### EXERCISE PROMPT
A complete and exact copy of the data below is the task.

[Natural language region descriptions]
>>>>>
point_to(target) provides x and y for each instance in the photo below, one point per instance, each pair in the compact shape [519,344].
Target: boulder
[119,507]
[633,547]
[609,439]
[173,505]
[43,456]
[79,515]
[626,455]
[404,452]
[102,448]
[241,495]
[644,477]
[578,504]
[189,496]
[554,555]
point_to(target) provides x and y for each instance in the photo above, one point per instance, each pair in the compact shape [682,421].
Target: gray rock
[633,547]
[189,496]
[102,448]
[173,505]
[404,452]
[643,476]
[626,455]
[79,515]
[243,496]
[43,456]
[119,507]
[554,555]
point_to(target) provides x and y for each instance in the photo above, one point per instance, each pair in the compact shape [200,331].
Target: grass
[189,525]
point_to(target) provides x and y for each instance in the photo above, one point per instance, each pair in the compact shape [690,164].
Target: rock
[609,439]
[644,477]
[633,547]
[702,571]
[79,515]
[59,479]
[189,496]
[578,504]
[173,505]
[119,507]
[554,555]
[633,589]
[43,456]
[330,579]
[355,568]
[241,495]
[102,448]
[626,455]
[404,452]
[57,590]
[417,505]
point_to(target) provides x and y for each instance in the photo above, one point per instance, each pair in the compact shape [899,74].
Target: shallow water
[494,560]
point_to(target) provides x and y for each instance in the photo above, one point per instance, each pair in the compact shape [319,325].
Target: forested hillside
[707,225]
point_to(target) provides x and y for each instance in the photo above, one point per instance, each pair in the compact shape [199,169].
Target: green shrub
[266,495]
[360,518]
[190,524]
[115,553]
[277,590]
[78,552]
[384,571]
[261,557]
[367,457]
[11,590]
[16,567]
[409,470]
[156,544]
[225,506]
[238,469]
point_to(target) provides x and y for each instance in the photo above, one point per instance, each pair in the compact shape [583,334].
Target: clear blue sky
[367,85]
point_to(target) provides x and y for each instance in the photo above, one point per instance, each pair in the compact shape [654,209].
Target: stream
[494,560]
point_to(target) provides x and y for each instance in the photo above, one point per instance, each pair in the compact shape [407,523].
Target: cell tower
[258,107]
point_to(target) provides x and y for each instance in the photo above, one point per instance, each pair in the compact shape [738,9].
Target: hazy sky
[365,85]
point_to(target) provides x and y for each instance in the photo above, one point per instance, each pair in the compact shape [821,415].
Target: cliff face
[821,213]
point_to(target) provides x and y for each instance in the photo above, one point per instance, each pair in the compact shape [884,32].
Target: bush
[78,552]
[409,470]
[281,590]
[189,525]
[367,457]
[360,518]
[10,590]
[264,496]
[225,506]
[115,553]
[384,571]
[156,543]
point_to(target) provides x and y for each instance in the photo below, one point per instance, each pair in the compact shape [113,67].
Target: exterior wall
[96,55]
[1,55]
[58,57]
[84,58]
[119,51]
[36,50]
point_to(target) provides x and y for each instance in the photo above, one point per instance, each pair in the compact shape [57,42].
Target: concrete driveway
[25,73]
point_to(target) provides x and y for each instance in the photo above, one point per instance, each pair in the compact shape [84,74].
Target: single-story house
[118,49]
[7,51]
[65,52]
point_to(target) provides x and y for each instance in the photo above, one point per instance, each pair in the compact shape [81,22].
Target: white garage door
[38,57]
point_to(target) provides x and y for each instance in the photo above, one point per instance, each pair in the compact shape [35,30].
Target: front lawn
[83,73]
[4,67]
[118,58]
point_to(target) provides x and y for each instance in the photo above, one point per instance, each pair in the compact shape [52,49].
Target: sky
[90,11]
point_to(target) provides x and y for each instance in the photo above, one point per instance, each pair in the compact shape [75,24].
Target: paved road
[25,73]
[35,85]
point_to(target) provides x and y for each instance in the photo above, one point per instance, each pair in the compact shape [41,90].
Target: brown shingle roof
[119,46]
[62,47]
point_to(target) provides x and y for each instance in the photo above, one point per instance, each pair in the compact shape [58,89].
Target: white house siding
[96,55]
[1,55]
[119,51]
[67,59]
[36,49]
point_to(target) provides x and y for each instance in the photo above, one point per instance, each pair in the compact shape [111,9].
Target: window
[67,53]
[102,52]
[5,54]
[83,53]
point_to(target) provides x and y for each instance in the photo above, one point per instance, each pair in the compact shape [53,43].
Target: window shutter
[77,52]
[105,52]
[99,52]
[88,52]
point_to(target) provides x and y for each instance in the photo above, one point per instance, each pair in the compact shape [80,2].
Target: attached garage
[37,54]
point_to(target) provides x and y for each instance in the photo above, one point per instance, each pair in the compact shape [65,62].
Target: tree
<<<<<
### EXERCISE SOLUTION
point_to(target) provides x and y for each instance in the photo below, one point per instance, each pair in the compact shape [519,344].
Target: boulder
[119,507]
[633,547]
[609,439]
[173,505]
[43,456]
[79,515]
[626,455]
[404,452]
[102,448]
[241,495]
[644,477]
[578,504]
[189,496]
[554,555]
point_to(target) provides x and y for each instance in the photo above, one point per instance, each pair in the compact shape [682,421].
Target: gray rock
[633,547]
[189,496]
[102,448]
[173,505]
[404,452]
[643,476]
[626,455]
[79,515]
[243,496]
[43,456]
[119,507]
[554,555]
point_to(target) provides x and y for each instance in the photo above, one point per instance, each pair in the compact shape [200,331].
Target: grass
[189,525]
point_to(target) provides x and y for each instance in the photo above, one point per instance, each pair in the compact shape [690,164].
Target: rock
[609,439]
[644,477]
[633,547]
[702,571]
[79,515]
[59,479]
[189,496]
[578,504]
[173,505]
[119,507]
[554,555]
[633,589]
[43,456]
[330,579]
[355,568]
[241,495]
[102,448]
[626,455]
[404,452]
[57,590]
[417,505]
point_to(target) provides x and y for each instance in the photo above, one point per instance, each pair in the compact shape [899,74].
Target: shallow water
[494,560]
point_to(target) provides x and y for each instance in the photo above, one point per instance, each pair in the compact shape [319,325].
Target: forested hillside
[707,225]
point_to(target) provides x and y for each instance in the photo above, one point per instance, each pair in the compact shape [199,169].
Target: green shrub
[266,495]
[360,518]
[190,524]
[115,553]
[277,590]
[78,552]
[384,571]
[261,557]
[367,457]
[11,590]
[16,567]
[409,470]
[156,544]
[225,506]
[238,469]
point_to(target) provides x and y for each instance in the photo above, one point per instance, each pair in the compact shape [583,334].
Target: clear blue sky
[367,85]
point_to(target) provides x and y for each instance in the photo above, one point per instance, each pair in the compact shape [654,209].
Target: stream
[494,560]
point_to(target) provides x and y for each instance in the photo above, one point per instance, each pair in the compact shape [407,523].
Target: cell tower
[258,107]
point_to(target) provides x and y for each instance in the photo above, one point per instance, each pair in the compact shape [738,9].
Target: hazy sky
[365,85]
point_to(target) provides x and y for each instance in the photo above, one point per instance, each pair in the compact shape [821,415].
Target: cliff face
[821,213]
point_to(target) provides x and y for each instance in the photo above, one point per instance, each pair in the compact shape [884,32].
Target: bush
[78,552]
[409,470]
[281,590]
[189,525]
[367,457]
[360,518]
[10,590]
[264,496]
[225,506]
[115,553]
[384,571]
[156,543]
point_to(target) provides x and y for each instance in the photo below, one point per instance, each pair in the compact shape [113,67].
Target: exterior wall
[96,55]
[1,55]
[58,57]
[84,58]
[119,51]
[36,50]
point_to(target) provides x and y for each instance in the photo above, one point per instance, each pair in the compact shape [57,42].
Target: concrete driveway
[25,73]
point_to(target) provides x and y for each instance in the photo above, one point per instance, each pair in the compact shape [84,74].
Target: single-story house
[118,49]
[7,51]
[65,52]
point_to(target) provides x and y for each instance in the photo above, one point per instance, each pair in the compact shape [81,22].
Target: white garage door
[38,57]
point_to(target) provides x and y for each instance in the photo above, one point per instance, each pair in the compact shape [35,30].
Target: front lawn
[83,73]
[4,67]
[118,58]
point_to(target) provides x and y for each instance in the photo above, one point per instance, each pair in the compact shape [52,49].
Target: sky
[90,11]
point_to(target) provides x and y for each instance in the photo above, one point per instance, each pair in the compact shape [75,24].
Target: paved road
[25,73]
[35,85]
point_to(target) provides x and y for each instance in the photo above, one point per instance, each pair in the compact shape [41,90].
Target: brown shingle roof
[119,46]
[62,47]
point_to(target) provides x and y for each instance in the photo above, one point per instance, each pair in the compact shape [58,89].
Target: white house siding
[96,55]
[1,55]
[119,51]
[67,59]
[36,49]
point_to(target) provides x and y for each instance in the photo above, one point per instance, each pair in the compact shape [111,9].
Target: window
[67,53]
[102,52]
[5,54]
[83,53]
point_to(target) provides x and y for each instance in the photo above, one point per instance, each pair in the compact shape [53,43].
Target: window shutter
[77,52]
[105,52]
[99,52]
[88,52]
point_to(target) provides x and y for each instance in the photo above, one point per instance, each pair in the compact shape [80,2].
Target: attached garage
[37,54]
point_to(target) provides x and y for each instance in the photo above, one point per instance, each pair in the compact shape [65,62].
Target: tree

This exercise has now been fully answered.